Rows from a pointing dataset:
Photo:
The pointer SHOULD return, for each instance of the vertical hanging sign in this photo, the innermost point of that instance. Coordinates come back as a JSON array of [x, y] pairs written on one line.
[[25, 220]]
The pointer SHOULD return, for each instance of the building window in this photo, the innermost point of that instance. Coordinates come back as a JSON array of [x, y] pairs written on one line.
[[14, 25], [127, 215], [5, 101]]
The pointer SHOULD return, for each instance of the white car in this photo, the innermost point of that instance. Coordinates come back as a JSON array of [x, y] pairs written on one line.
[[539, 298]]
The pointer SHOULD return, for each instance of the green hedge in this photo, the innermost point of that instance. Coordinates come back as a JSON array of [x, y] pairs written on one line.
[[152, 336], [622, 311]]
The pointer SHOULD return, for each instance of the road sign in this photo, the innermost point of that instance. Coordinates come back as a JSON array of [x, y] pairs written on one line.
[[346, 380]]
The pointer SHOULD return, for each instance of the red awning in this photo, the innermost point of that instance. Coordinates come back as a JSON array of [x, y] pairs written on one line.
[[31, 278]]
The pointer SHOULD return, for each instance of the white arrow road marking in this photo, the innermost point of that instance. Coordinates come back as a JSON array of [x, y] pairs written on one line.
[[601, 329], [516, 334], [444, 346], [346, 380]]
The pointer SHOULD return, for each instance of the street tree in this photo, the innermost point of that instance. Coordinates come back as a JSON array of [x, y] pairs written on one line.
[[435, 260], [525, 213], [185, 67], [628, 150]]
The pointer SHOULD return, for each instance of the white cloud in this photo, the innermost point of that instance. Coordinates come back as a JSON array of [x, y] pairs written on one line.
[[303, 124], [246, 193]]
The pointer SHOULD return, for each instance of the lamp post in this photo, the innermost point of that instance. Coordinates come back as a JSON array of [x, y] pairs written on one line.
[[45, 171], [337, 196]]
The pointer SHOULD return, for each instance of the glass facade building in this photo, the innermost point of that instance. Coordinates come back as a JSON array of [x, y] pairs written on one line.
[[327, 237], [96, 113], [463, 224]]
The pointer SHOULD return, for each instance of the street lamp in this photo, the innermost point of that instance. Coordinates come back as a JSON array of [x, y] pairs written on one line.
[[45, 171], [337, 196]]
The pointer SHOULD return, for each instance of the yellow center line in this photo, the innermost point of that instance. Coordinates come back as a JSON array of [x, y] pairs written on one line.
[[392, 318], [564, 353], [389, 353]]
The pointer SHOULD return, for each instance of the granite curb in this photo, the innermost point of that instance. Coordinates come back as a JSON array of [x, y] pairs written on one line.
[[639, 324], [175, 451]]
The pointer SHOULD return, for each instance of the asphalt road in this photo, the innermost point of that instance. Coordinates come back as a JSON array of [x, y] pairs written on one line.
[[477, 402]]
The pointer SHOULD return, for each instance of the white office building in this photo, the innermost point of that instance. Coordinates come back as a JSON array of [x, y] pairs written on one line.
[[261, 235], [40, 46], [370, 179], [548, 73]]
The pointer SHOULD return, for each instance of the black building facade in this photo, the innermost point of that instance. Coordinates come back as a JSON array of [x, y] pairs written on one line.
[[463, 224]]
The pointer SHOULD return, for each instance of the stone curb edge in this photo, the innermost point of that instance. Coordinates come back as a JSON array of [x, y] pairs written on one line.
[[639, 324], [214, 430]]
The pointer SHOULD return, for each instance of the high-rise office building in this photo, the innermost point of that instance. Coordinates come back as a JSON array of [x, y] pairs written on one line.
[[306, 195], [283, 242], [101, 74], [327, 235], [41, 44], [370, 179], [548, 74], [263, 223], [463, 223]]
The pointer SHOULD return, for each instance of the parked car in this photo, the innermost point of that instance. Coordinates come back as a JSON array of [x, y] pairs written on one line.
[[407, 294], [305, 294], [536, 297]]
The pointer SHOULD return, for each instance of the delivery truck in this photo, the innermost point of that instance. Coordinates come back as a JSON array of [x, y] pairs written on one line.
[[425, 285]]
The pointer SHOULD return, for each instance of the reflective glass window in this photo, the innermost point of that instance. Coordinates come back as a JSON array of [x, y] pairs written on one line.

*Directions for this task*:
Please reproduce the data above verbatim, from its first line through its last.

*Solution for this problem*:
Photo:
The pointer SHOULD return, for each instance of the vertical hanging sign in this photo, the innermost point of that instance. Coordinates come back as a JSON array of [x, y] pairs written on one line.
[[25, 220]]
The pointer SHOULD return, for each instance of the building window in this photo, the innermost point of that instance. Coordinates come back as a JSON array of [x, y] pairs written on one line.
[[14, 25], [127, 215], [5, 101]]
The pointer SHOULD return, for each instance of the white car in this photo, the innermost point of that instance. Coordinates come back as a JSON array of [x, y] pairs written on one line.
[[539, 298]]
The pointer SHOULD return, for each instance of the green hedge in this photo, the innermost point of that instance. Coordinates come back as a JSON array of [x, y] pairs written on one line.
[[152, 336], [622, 311]]
The pointer SHOULD return, for each instance of the road sign in this photo, the innermost point of that instance. Coordinates come back as a JSON array of [x, y] pairs written on one line.
[[346, 380]]
The pointer SHOULD return, for each instance of the red awning in this photo, the innermost point of that instance. Coordinates come back as a JSON array of [x, y] pairs written on one line.
[[31, 278]]
The pointer SHOULD return, for each instance of the white arrow road marking in this photo, the innermost point of that instance. Coordinates come back as a JSON array of [x, y] pairs written on one line.
[[601, 329], [516, 334], [444, 346], [346, 380]]
The pointer SHOULD return, for each instance of the street tree in this photo, the innermost point of that instance. Coordinates come back as a JSON array of [x, y] pairs written on one line.
[[435, 260], [525, 213], [185, 67], [628, 150]]
The pointer SHOULD return, for each instance of the white cloud in this photo, the innermost point of that instance. Coordinates come back as a JSON array of [x, y] pairs written on one line.
[[303, 124], [246, 193]]
The pointer SHOULD return, for each instance of the lamp post in this photo, the innermost point of that instance. Coordinates come back as a JSON array of [x, y] pairs written on one line.
[[45, 171], [337, 196]]
The pointer SHOULD return, for each instance of the glass facade building in this photo, the innermost point of that instance. Coordinates come back as a JSON array of [x, y] pairs written on one line.
[[327, 237], [96, 113], [463, 224]]
The pointer SHOULD return, for each instance of the street lamp in this photo, the innermost point of that instance. Coordinates come back as a JSON array of [x, y] pairs written on one line.
[[45, 171], [337, 196]]
The pointer SHOULD return, for each instance of the yellow center line in this photo, the innermost point of that instance. Coordinates come back as a JSON array of [x, y] pairs written on one line.
[[392, 318], [564, 353], [389, 353]]
The pointer SHOULD return, for each instance of the granite curb in this photo, the innermost point of that instance. Coordinates come back as a JSON array of [x, y] pairs written on one line.
[[639, 324], [175, 451]]
The pointer SHOULD return, for each instance of the asphalt road in this photo, the innermost point of that instance. Coordinates come back as a JSON array of [x, y] pairs written on one line.
[[477, 402]]
The pointer SHOULD return, for each instance of the white office building in this photo, the innermost point of that instance. Coordinates come back as a JSON array of [x, y] pairs written on one line.
[[261, 235], [40, 46], [370, 179], [548, 73]]
The pointer SHOULD return, for each instance of the black building facade in this photo, the innermost point of that instance. Coordinates come back as a JSON array of [x, y] pairs written on one line.
[[463, 224]]
The pointer SHOULD return, for each instance of the stone curb edge in this photo, the innermost point of that instance. Coordinates come back as a JSON array of [x, y] pairs written on one line.
[[639, 324], [214, 430]]
The pointer SHOULD return, for each instance of the high-rise office building in this photo, the innermost point of that instance. Coordinates come back as a JSON array of [x, y] pairs written on one line.
[[306, 195], [283, 242], [101, 74], [327, 235], [41, 44], [370, 179], [548, 74], [263, 223], [463, 223]]
The pointer SHOULD return, for each instance of the parked car in this photo, the innermost point of that instance. Coordinates come back as a JSON array of [x, y] pairs written on one line.
[[407, 294], [305, 294], [536, 297]]
The pointer SHOULD return, for each instance of the delivery truck in this photo, the innermost point of that instance. Coordinates come back as a JSON array of [x, y] pairs written on one line.
[[425, 285]]
The pointer SHOULD return, for each instance of the reflective glass window in this photo, the innermost point of that instance. Coordinates come back as a JSON array of [x, y] pairs written on one line.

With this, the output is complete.